Retype exactly the lines from the one with "like [[203, 187]]." down to the final line of the material below, both included, and nothing more.
-----
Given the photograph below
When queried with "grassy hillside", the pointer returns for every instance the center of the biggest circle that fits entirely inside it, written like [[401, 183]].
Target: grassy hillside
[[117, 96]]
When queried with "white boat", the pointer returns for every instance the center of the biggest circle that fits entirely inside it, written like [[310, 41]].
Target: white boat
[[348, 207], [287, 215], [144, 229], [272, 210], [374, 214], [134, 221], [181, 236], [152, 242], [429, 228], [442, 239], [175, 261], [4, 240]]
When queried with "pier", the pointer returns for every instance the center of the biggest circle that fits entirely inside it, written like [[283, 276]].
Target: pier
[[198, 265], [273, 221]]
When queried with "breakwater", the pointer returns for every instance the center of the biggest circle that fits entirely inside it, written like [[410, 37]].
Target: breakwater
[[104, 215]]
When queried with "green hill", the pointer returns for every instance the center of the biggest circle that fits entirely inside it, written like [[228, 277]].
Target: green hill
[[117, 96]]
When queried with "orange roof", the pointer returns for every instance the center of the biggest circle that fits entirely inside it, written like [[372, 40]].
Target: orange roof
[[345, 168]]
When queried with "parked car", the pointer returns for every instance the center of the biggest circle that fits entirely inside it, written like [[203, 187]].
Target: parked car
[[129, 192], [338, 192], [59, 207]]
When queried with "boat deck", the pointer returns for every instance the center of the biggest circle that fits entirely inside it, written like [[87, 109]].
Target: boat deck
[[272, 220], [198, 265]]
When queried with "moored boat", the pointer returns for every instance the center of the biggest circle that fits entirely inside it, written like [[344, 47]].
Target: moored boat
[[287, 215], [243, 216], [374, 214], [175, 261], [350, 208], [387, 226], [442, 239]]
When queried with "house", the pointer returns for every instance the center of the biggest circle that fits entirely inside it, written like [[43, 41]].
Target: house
-----
> [Exercise solution]:
When queried with "parked car", the pointer returns for every instance the center of the biggest circle that fits entirely inside it, written like [[203, 187]].
Target: parked car
[[129, 192], [338, 192], [59, 207]]
When queried with "boat deck", the pointer returns for every instance the center of the biggest circle that fits entirely inside it, written like [[87, 109]].
Target: boat deck
[[272, 220], [198, 265]]
When queried with "moored boat", the pointer returns for every instance the center of the biggest circle that fits entirely inside it, written like [[344, 47]].
Target: moored boat
[[287, 215], [243, 216], [374, 214], [175, 261], [350, 208], [387, 226], [442, 239]]
When queried with "house", the pointer returns for every instance the center of the biggest circle that fits entirely inside it, written like [[43, 41]].
Target: house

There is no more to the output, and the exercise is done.